■ **SUPPLIED DATA**:
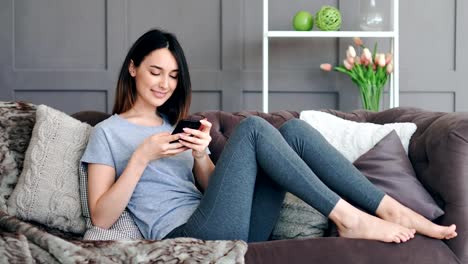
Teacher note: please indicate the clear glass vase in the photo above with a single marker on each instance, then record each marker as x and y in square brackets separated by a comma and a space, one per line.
[370, 96]
[372, 15]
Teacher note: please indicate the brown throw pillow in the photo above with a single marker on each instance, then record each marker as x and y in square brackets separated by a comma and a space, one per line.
[388, 167]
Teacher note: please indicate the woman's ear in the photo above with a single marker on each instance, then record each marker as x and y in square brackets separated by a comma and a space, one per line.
[132, 69]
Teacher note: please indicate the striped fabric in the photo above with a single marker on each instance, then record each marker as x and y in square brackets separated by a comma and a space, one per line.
[124, 228]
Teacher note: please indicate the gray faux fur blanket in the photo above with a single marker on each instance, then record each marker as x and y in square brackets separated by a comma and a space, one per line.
[23, 242]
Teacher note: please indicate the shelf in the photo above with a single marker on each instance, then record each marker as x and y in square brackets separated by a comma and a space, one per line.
[393, 36]
[330, 34]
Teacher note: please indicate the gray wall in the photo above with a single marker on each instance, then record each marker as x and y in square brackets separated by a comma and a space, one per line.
[67, 53]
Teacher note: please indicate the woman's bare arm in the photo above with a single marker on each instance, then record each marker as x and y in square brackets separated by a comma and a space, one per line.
[108, 198]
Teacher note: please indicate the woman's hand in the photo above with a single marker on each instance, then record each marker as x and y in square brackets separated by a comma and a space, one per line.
[158, 146]
[199, 140]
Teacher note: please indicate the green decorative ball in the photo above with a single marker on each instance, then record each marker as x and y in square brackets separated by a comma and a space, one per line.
[303, 21]
[328, 18]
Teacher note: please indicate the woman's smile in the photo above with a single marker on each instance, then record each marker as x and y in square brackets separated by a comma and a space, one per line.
[159, 94]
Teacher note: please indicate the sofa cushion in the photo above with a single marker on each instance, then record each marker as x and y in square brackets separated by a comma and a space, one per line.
[16, 124]
[387, 166]
[298, 220]
[47, 189]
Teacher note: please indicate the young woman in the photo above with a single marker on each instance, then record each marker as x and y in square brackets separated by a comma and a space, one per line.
[133, 164]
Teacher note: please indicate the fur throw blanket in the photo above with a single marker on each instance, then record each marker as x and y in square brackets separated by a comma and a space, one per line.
[22, 242]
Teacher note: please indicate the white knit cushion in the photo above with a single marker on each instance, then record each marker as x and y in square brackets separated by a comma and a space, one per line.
[47, 189]
[124, 228]
[353, 139]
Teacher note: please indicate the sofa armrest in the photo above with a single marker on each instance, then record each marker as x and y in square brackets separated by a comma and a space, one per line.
[438, 151]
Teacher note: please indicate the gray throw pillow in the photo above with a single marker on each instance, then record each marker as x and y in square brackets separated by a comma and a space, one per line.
[388, 167]
[16, 124]
[47, 190]
[297, 219]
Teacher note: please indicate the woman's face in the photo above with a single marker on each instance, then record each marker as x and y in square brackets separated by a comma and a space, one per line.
[155, 78]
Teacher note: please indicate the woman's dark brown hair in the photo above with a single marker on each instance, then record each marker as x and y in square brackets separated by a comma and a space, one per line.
[177, 106]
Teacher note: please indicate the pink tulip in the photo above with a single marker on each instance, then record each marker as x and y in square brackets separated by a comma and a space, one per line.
[358, 41]
[357, 61]
[347, 65]
[326, 66]
[351, 52]
[380, 59]
[388, 58]
[389, 68]
[367, 54]
[366, 57]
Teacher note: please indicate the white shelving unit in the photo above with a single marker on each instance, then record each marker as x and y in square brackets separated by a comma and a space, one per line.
[393, 35]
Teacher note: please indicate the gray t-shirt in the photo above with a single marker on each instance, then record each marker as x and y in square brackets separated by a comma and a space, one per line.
[166, 195]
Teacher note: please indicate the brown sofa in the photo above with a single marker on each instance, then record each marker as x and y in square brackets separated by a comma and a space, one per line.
[439, 153]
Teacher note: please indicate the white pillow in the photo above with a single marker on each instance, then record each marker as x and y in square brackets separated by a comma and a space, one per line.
[353, 139]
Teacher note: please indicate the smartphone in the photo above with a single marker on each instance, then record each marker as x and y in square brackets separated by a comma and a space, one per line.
[189, 123]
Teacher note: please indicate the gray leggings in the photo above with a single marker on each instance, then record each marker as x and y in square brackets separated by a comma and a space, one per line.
[258, 165]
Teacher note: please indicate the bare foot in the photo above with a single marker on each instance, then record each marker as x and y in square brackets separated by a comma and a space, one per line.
[392, 211]
[353, 223]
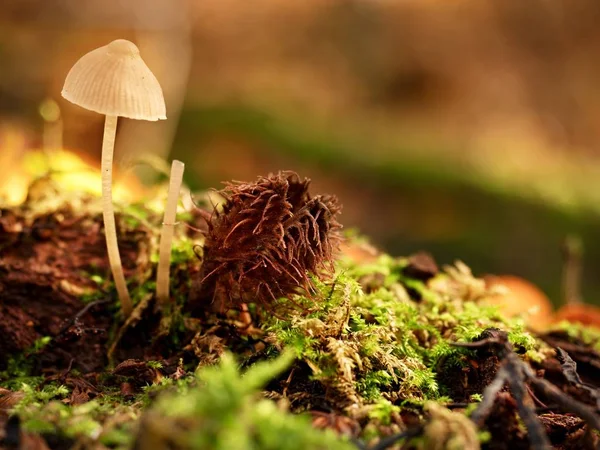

■ **REQUEST**:
How many lines in the entries above contain the word "bare"? Matches are case-sensitive. Reply with the number only.

■ **TASK ANSWER**:
2